**TASK:** Copy out every one of the following entries line for line, without changing a single word.

**RAW RECORDS:**
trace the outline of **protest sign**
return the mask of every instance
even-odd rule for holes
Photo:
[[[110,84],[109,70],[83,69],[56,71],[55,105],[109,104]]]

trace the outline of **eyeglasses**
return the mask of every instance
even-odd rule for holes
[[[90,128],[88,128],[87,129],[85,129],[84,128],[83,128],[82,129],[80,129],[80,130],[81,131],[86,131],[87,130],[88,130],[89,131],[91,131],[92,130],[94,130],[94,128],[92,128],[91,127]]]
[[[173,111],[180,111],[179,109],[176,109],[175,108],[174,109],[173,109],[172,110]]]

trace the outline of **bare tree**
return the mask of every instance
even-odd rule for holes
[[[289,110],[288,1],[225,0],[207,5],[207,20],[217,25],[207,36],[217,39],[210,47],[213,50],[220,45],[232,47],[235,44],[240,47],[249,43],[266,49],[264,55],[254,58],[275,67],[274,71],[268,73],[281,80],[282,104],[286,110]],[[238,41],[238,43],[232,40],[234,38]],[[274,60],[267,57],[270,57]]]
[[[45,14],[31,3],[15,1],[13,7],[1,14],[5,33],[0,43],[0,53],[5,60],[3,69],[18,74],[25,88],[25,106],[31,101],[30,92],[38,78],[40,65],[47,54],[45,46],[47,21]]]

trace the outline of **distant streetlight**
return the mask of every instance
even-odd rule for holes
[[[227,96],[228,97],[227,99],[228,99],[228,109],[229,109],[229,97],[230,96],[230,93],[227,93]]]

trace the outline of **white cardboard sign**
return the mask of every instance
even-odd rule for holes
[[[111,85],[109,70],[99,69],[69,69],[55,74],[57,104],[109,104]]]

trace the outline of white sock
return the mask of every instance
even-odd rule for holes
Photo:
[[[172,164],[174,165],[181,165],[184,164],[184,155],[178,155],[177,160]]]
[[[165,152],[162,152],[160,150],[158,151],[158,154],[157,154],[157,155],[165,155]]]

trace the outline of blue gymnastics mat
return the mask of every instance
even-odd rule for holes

**RESULT:**
trace the outline of **protest sign**
return the mask of every instance
even-odd rule for holes
Photo:
[[[110,84],[109,70],[83,69],[56,71],[55,105],[109,104]]]

trace the outline of **eyeglasses**
return the mask of every instance
even-odd rule for holes
[[[90,128],[88,128],[87,129],[85,129],[84,128],[83,128],[82,129],[80,129],[80,130],[81,131],[86,131],[87,130],[88,130],[89,131],[91,131],[92,130],[94,130],[94,128],[92,128],[91,127]]]
[[[173,111],[180,111],[179,109],[176,109],[175,108],[174,109],[173,109],[172,110]]]

trace the outline of **bare tree**
return the mask of every instance
even-odd rule for holes
[[[289,110],[288,1],[225,0],[207,5],[207,20],[217,25],[207,36],[217,39],[210,47],[213,50],[220,45],[232,47],[235,44],[240,47],[249,43],[266,49],[264,55],[254,58],[275,67],[274,71],[268,73],[281,80],[282,104],[286,110]],[[238,41],[238,43],[232,40],[234,38]],[[274,60],[267,57],[270,57]]]
[[[45,14],[31,3],[15,1],[13,7],[1,14],[5,33],[0,43],[0,53],[5,60],[3,69],[18,74],[25,88],[25,106],[31,101],[30,92],[38,78],[40,65],[47,54],[45,46],[47,21]]]

trace the outline of **distant streetlight**
return the mask of every instance
even-odd rule for holes
[[[227,96],[228,97],[227,99],[228,99],[228,109],[229,109],[229,97],[230,96],[230,93],[227,93]]]

trace the outline of **white cardboard sign**
return the mask of every instance
even-odd rule for holes
[[[111,85],[109,70],[99,69],[69,69],[55,74],[57,104],[109,104]]]

trace the outline of white sock
return the mask of every instance
even-odd rule for holes
Photo:
[[[172,164],[174,165],[181,165],[184,164],[184,155],[178,155],[177,160]]]
[[[165,152],[162,152],[160,150],[158,151],[158,154],[157,154],[157,155],[165,155]]]

trace the outline of blue gymnastics mat
return the mask of every instance
even-odd rule for holes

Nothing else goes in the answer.